Problem requirements:
How many lines in the records below contain the word "yarrow"? Reply with the number alone.
***
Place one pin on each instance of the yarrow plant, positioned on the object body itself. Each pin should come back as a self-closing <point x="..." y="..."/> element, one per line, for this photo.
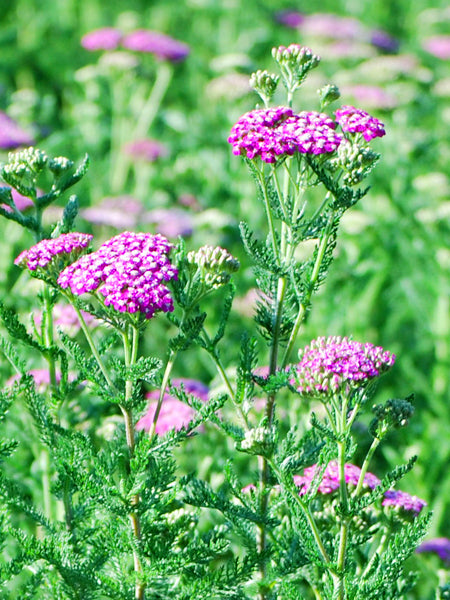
<point x="291" y="510"/>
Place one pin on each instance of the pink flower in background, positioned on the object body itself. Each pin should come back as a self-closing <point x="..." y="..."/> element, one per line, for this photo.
<point x="403" y="500"/>
<point x="105" y="38"/>
<point x="438" y="45"/>
<point x="331" y="26"/>
<point x="330" y="478"/>
<point x="162" y="46"/>
<point x="146" y="149"/>
<point x="355" y="120"/>
<point x="174" y="414"/>
<point x="11" y="134"/>
<point x="120" y="212"/>
<point x="128" y="271"/>
<point x="290" y="18"/>
<point x="65" y="317"/>
<point x="331" y="482"/>
<point x="170" y="222"/>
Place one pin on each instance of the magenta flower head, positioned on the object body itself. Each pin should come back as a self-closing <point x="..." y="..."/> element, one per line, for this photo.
<point x="49" y="257"/>
<point x="174" y="414"/>
<point x="127" y="273"/>
<point x="274" y="133"/>
<point x="439" y="546"/>
<point x="330" y="478"/>
<point x="11" y="135"/>
<point x="355" y="120"/>
<point x="162" y="46"/>
<point x="332" y="365"/>
<point x="106" y="38"/>
<point x="402" y="501"/>
<point x="146" y="149"/>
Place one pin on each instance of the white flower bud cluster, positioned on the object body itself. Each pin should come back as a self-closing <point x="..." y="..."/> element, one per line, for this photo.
<point x="29" y="159"/>
<point x="215" y="265"/>
<point x="357" y="161"/>
<point x="264" y="83"/>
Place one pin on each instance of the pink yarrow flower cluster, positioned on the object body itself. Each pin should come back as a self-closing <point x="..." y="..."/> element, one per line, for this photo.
<point x="48" y="253"/>
<point x="334" y="364"/>
<point x="174" y="414"/>
<point x="272" y="133"/>
<point x="161" y="45"/>
<point x="356" y="120"/>
<point x="330" y="483"/>
<point x="330" y="478"/>
<point x="128" y="271"/>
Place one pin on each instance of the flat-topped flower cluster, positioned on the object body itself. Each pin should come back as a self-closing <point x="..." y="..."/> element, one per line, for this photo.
<point x="330" y="483"/>
<point x="67" y="247"/>
<point x="128" y="271"/>
<point x="338" y="364"/>
<point x="274" y="133"/>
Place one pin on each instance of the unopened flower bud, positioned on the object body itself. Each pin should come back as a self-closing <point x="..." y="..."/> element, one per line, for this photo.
<point x="215" y="265"/>
<point x="328" y="94"/>
<point x="59" y="165"/>
<point x="265" y="84"/>
<point x="260" y="440"/>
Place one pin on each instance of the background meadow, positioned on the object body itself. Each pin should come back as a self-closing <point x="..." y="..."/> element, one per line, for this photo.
<point x="156" y="134"/>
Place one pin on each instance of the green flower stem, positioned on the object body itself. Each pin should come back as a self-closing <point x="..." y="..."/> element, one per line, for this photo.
<point x="150" y="109"/>
<point x="269" y="215"/>
<point x="162" y="391"/>
<point x="377" y="553"/>
<point x="343" y="492"/>
<point x="94" y="350"/>
<point x="48" y="337"/>
<point x="130" y="353"/>
<point x="312" y="282"/>
<point x="305" y="510"/>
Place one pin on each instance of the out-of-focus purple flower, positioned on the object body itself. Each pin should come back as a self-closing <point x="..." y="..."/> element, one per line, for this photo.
<point x="146" y="149"/>
<point x="290" y="18"/>
<point x="438" y="45"/>
<point x="372" y="96"/>
<point x="382" y="40"/>
<point x="106" y="38"/>
<point x="439" y="546"/>
<point x="403" y="500"/>
<point x="271" y="133"/>
<point x="54" y="253"/>
<point x="330" y="483"/>
<point x="120" y="212"/>
<point x="331" y="26"/>
<point x="330" y="479"/>
<point x="65" y="317"/>
<point x="162" y="46"/>
<point x="11" y="135"/>
<point x="174" y="414"/>
<point x="355" y="120"/>
<point x="128" y="271"/>
<point x="334" y="364"/>
<point x="170" y="222"/>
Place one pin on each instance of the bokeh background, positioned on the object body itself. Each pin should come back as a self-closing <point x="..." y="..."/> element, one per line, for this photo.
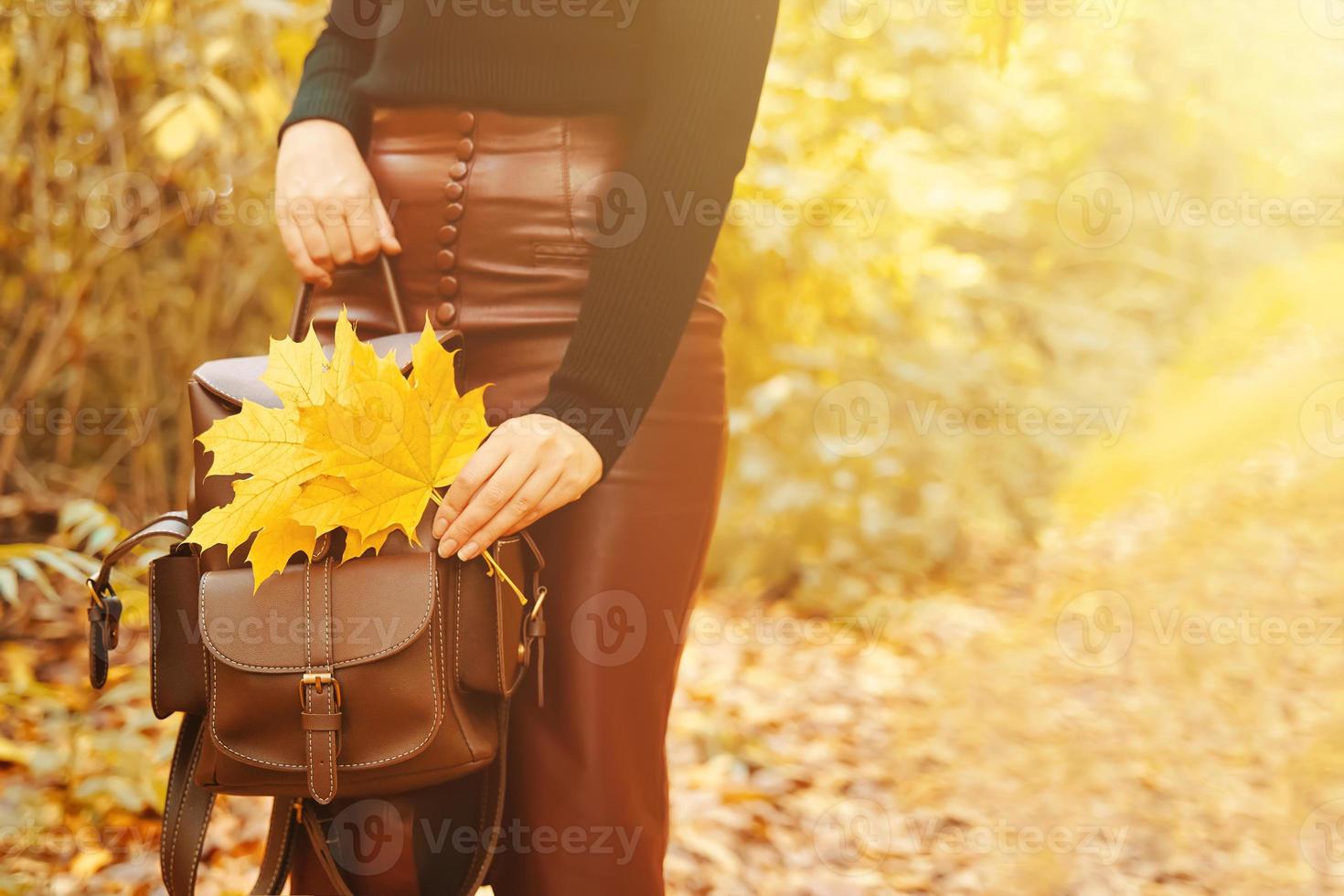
***
Task result:
2